• **Page text**
I really enjoyed this article, and I think it shows how successfully jq fits into the Unix culture of sed/awk/grep/etc. It seems so rare to find new CLUI tools that feel as "classical" as jq. It has helped me do one-off tasks like this several times, but I've really only scratched the surface. Often with newer tools I'm reluctant to invest in going deeper into really learning the features, but with jq I have a lot of confidence that it would pay off for years to come. I don't see any books yet, but this is about the phase where I'd normally buy an O'Reilly volume (hint hint).
Btw I'm surprised you needed -M, since I thought jq would suppress colors if it saw it wasn't writing to a tty.
What the GP means is that JSON doesn't require an implementation to decode JSON integers as arbitrary-precision integers, to be "conformant JSON."
Therefore, you can't assume that if you pass some JSON through an arbitrary pipeline of JSON-manipulating tools, written in various languages, that your integer values will be passed through losslessly.
Therefore, you just shouldn't use JSON integer values when you know that the values can potentially be large. This is why e.g. Ethereum's JSON-RPC API uses hex-escaped strings (e.g. "0x0") for representing its "quantity" type.
The problem is made worse on the receiving end (the browser). I've ran into this issue when serialization libraries in Java send a 64-bit long value as a sequence of digits, then things over ~50 bits get silently truncated, you find out about it, then switch to quoted strings.
That's cool, you made a thing that verifies the two export jobs you wrote have the same data even though they have different output.
I can't help wondering, if you control the code that generates the JSON, why not output in a conservative, consistent format? I'm sure there are pros/cons, but this work would allow something like `diff` to work, and then you don't have to maintain a separate utility.
good question! the analysis that I was doing was really a one-off for switching between these processes. We have unit tests and sanity checks to ensure consistency going forward, but as a final check before flipping the switch we wanted to be as confident as possible that we hadn't introduced any regressions across the full data-set.

• **Written instruction A**
Return the stretch of the jq thread from "Therefore, you just" through "to quoted strings.", copied word for word.

• **Entries shown**
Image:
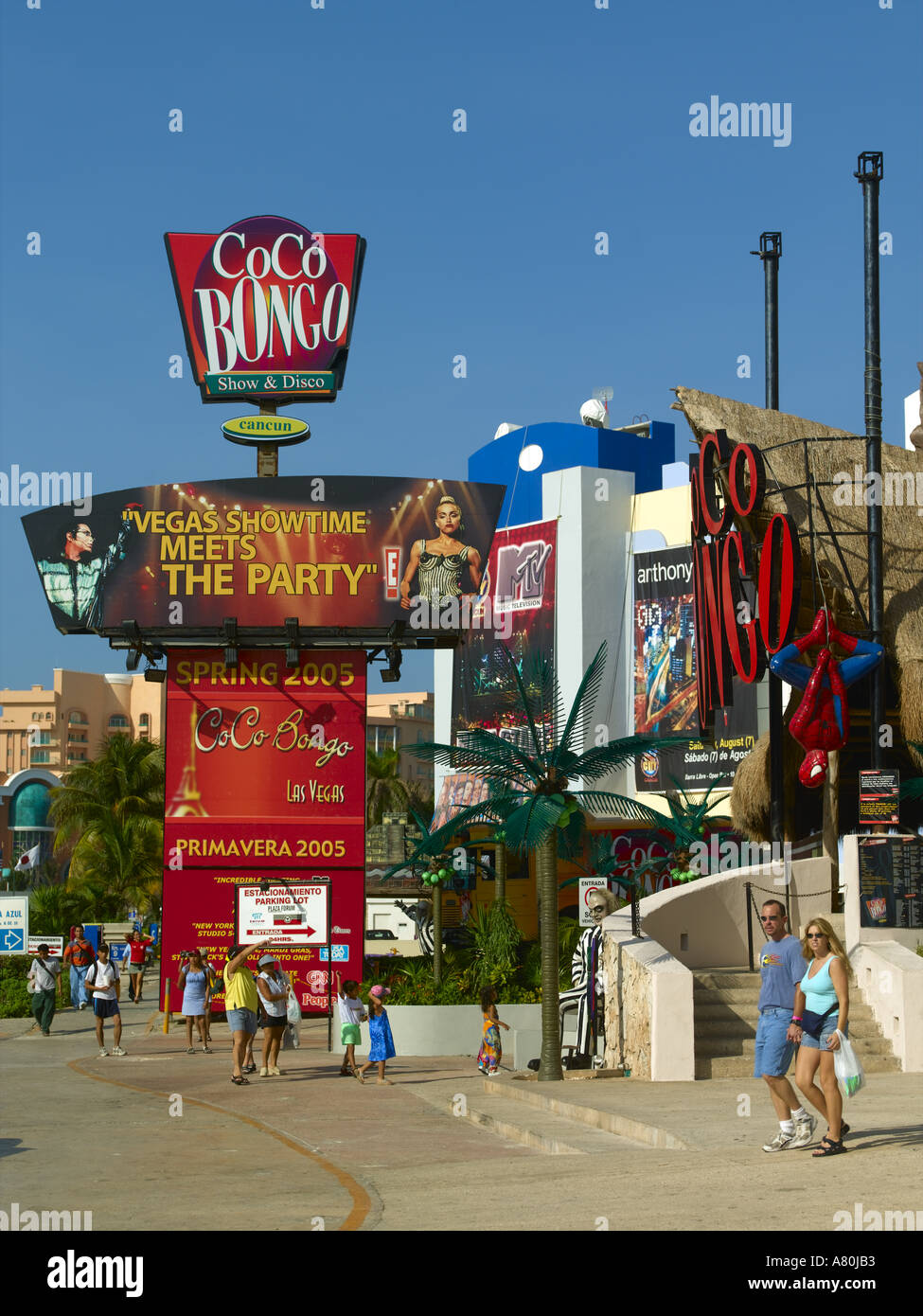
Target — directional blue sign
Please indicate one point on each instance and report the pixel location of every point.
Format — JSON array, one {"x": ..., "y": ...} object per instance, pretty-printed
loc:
[{"x": 13, "y": 924}]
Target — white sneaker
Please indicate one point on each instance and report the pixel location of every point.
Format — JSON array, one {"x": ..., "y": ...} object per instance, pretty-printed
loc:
[{"x": 804, "y": 1132}]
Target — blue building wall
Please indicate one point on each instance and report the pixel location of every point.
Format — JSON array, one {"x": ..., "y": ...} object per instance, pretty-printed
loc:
[{"x": 565, "y": 445}]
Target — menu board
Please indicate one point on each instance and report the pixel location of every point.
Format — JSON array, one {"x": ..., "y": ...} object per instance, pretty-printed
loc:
[{"x": 890, "y": 881}]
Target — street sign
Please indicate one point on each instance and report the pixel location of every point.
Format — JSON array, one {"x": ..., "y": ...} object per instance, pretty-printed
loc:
[
  {"x": 54, "y": 944},
  {"x": 13, "y": 924}
]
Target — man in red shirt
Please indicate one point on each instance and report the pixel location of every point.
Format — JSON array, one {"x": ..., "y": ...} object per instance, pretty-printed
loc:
[
  {"x": 134, "y": 962},
  {"x": 80, "y": 954}
]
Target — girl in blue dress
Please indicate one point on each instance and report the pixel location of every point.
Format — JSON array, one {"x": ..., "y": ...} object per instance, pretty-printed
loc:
[{"x": 380, "y": 1035}]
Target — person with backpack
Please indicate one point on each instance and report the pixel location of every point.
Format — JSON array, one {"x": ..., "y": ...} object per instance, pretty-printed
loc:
[
  {"x": 43, "y": 984},
  {"x": 103, "y": 978}
]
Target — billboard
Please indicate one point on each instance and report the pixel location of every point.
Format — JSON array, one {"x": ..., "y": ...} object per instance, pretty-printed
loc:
[
  {"x": 287, "y": 911},
  {"x": 170, "y": 557},
  {"x": 265, "y": 762},
  {"x": 519, "y": 582},
  {"x": 199, "y": 912},
  {"x": 666, "y": 681},
  {"x": 268, "y": 308}
]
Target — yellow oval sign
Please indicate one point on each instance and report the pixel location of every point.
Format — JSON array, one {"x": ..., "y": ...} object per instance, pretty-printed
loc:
[{"x": 265, "y": 427}]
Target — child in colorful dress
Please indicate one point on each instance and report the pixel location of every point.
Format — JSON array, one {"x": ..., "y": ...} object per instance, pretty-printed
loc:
[
  {"x": 352, "y": 1013},
  {"x": 491, "y": 1052},
  {"x": 380, "y": 1035}
]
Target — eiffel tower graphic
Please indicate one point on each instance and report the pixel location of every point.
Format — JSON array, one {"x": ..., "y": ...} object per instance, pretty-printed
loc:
[{"x": 187, "y": 800}]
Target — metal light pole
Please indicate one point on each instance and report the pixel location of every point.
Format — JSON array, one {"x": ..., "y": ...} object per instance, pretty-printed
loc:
[
  {"x": 771, "y": 250},
  {"x": 869, "y": 174}
]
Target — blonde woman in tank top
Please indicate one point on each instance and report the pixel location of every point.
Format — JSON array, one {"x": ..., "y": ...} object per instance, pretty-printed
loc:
[{"x": 823, "y": 991}]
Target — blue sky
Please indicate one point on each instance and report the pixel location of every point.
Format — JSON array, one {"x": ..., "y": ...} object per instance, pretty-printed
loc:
[{"x": 479, "y": 242}]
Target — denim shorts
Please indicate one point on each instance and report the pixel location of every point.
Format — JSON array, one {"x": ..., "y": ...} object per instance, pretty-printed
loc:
[
  {"x": 773, "y": 1050},
  {"x": 242, "y": 1022},
  {"x": 819, "y": 1043}
]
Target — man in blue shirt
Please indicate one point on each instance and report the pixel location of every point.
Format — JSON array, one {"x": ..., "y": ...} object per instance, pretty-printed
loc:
[{"x": 782, "y": 969}]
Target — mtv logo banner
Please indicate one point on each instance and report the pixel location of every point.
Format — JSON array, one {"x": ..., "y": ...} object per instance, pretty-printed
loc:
[
  {"x": 334, "y": 552},
  {"x": 519, "y": 582},
  {"x": 268, "y": 308}
]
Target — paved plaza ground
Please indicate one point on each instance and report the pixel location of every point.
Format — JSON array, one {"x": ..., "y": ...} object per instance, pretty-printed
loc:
[{"x": 168, "y": 1143}]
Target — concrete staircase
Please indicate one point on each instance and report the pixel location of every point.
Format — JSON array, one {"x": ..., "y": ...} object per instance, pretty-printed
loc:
[{"x": 726, "y": 1012}]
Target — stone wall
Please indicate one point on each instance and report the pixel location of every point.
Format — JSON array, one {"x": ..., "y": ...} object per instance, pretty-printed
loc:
[{"x": 649, "y": 1026}]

• **Written instruction B**
Output the stretch of the rows from the line containing "Target — mtv logo banner" through the end of the rows as a Markdown table with the columns Index and Line, giving each non-blank line its own number and leaving out blank lines.

• **Task answer A**
Therefore, you just shouldn't use JSON integer values when you know that the values can potentially be large. This is why e.g. Ethereum's JSON-RPC API uses hex-escaped strings (e.g. "0x0") for representing its "quantity" type.
The problem is made worse on the receiving end (the browser). I've ran into this issue when serialization libraries in Java send a 64-bit long value as a sequence of digits, then things over ~50 bits get silently truncated, you find out about it, then switch to quoted strings.

• **Task answer B**
| Index | Line |
|---|---|
| 1 | Target — mtv logo banner |
| 2 | Please indicate one point on each instance and report the pixel location of every point. |
| 3 | Format — JSON array, one {"x": ..., "y": ...} object per instance, pretty-printed |
| 4 | loc: |
| 5 | [ |
| 6 |   {"x": 334, "y": 552}, |
| 7 |   {"x": 519, "y": 582}, |
| 8 |   {"x": 268, "y": 308} |
| 9 | ] |
| 10 | Target — paved plaza ground |
| 11 | Please indicate one point on each instance and report the pixel location of every point. |
| 12 | Format — JSON array, one {"x": ..., "y": ...} object per instance, pretty-printed |
| 13 | loc: |
| 14 | [{"x": 168, "y": 1143}] |
| 15 | Target — concrete staircase |
| 16 | Please indicate one point on each instance and report the pixel location of every point. |
| 17 | Format — JSON array, one {"x": ..., "y": ...} object per instance, pretty-printed |
| 18 | loc: |
| 19 | [{"x": 726, "y": 1012}] |
| 20 | Target — stone wall |
| 21 | Please indicate one point on each instance and report the pixel location of every point. |
| 22 | Format — JSON array, one {"x": ..., "y": ...} object per instance, pretty-printed |
| 23 | loc: |
| 24 | [{"x": 649, "y": 1026}] |